Substitute "Put a marker" for "Place a point" throughout the rows below and reproduce them with nothing else changed. Leave the pictures out.

>> Begin Record excerpts

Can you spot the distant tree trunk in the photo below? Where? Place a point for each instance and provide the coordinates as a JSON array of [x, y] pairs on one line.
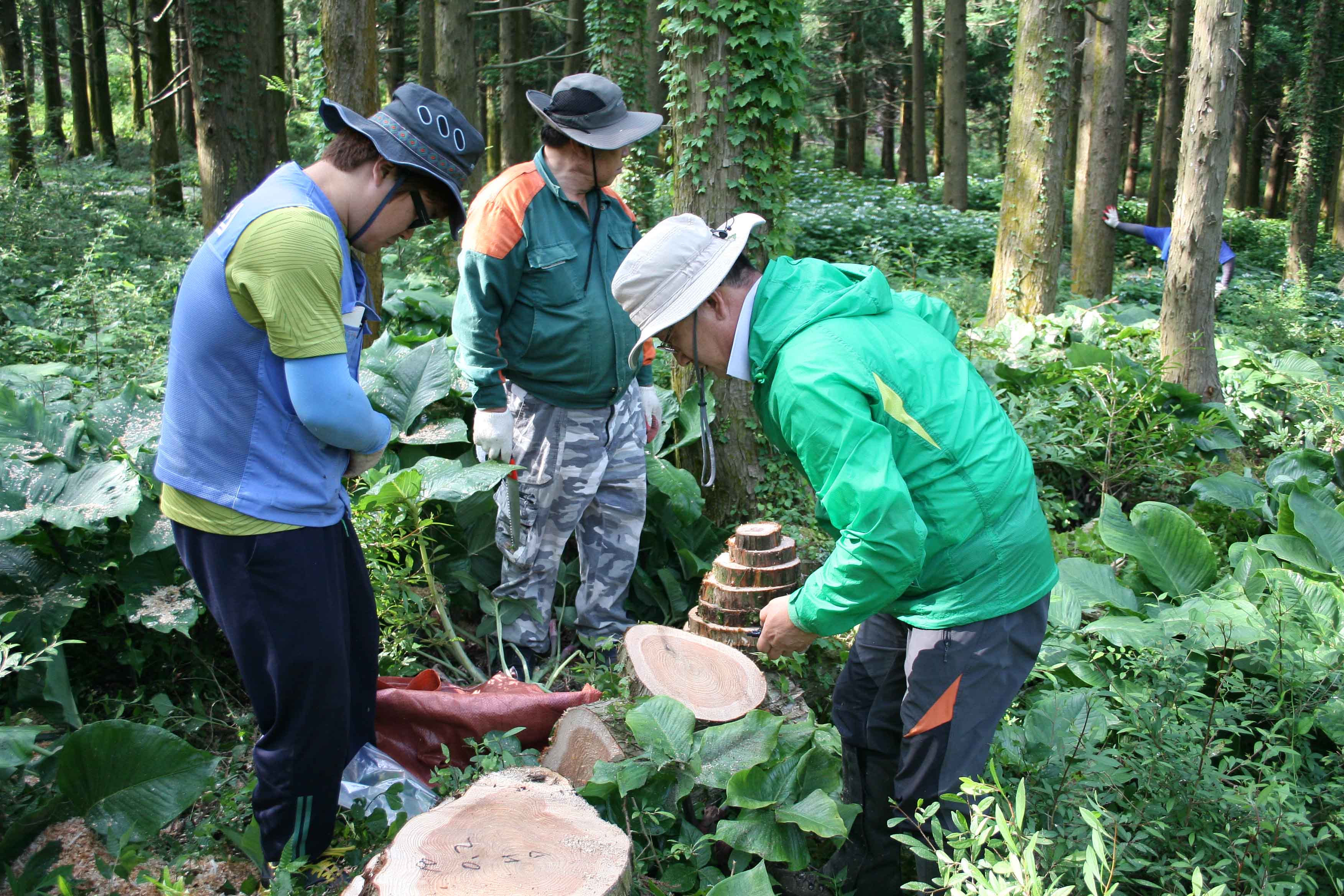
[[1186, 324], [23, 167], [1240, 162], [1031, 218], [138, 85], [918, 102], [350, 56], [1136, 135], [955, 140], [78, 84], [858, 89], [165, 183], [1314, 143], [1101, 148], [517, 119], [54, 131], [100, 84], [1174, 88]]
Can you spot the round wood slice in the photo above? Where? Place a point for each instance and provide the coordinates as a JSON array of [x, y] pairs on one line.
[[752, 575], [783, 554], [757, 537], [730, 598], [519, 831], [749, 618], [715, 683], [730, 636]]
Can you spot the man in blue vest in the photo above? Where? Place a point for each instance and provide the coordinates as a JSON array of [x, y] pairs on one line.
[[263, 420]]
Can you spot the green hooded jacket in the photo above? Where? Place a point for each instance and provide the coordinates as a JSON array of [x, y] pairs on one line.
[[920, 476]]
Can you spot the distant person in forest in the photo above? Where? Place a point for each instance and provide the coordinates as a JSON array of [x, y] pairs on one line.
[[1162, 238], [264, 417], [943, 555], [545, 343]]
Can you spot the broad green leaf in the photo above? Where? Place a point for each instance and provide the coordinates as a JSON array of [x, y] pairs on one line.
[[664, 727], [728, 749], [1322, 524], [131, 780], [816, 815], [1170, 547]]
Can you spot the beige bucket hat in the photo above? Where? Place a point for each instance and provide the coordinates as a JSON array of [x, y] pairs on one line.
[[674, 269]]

>> End Record excerpts

Result of the exercise:
Can you spot the distant tree trunk in the photo below? Where? Put a marker for each instance and provide the coordinates as a JSON array of [x, y] pairs on one line.
[[1186, 324], [23, 167], [1240, 162], [1031, 218], [138, 85], [918, 102], [350, 56], [1136, 135], [955, 140], [78, 84], [858, 89], [165, 183], [1314, 143], [1101, 148], [517, 119], [54, 131], [100, 84], [1174, 88]]
Can you spot the round wood slice in the photo above? Where? Put a marker for each instance and provide the coordinates as a JSON array of [x, y] pairs on one line.
[[752, 575], [783, 554], [757, 537], [730, 598], [519, 831], [749, 618], [715, 683], [730, 636]]
Can you spot the man in blue vest in the photo above? Where? Put a marker for each instance and provide the coordinates as a JSON array of [x, y] pairs on one line.
[[263, 420]]
Can you spot the green hooded jacket in the photo above? Where? Put a marker for each instance and provide the coordinates as a JSON array of [x, y] pairs on one line.
[[920, 476]]
Can you spot the distant person in forest in the photo above? Where? Put a marker for each instance and provide the coordinates as a JSON array of [x, y] pairs on one line.
[[1162, 238], [264, 417], [943, 555], [545, 343]]
Can you spot the broad green leaf in the photo above? Where? Put a marker for each instance and provide the coordinates as a JSON array of [x, y] pairs on one line.
[[664, 727], [728, 749], [1322, 524], [131, 780], [816, 815], [1170, 547]]
Can you spot the beige bucket hat in the photo above? Where? Put a marker for each instance and provide the coordinates as a JSON array of [x, y] pairs on one line.
[[674, 269]]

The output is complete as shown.